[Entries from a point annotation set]

↓↓↓

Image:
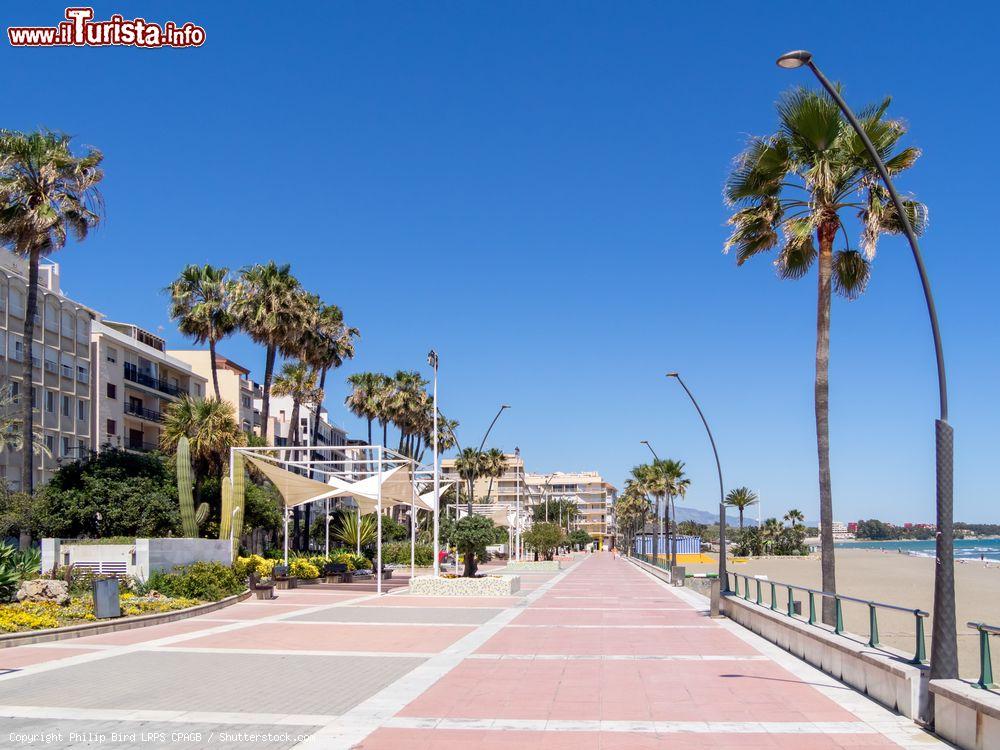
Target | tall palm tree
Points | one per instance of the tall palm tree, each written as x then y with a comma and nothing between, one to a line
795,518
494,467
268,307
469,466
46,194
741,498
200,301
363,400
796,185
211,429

↑↑↑

= WRITTEN PROBLEM =
Copy every line of the records above word for word, omitting the pictures.

= OUTPUT OF THE EXERCISE =
Image:
Target | tall palm tree
Points | one per instance of the tall palm tree, each written as x then y with a comma and nothing between, one to a line
795,518
494,467
268,307
469,466
46,194
741,498
200,301
363,400
796,185
211,429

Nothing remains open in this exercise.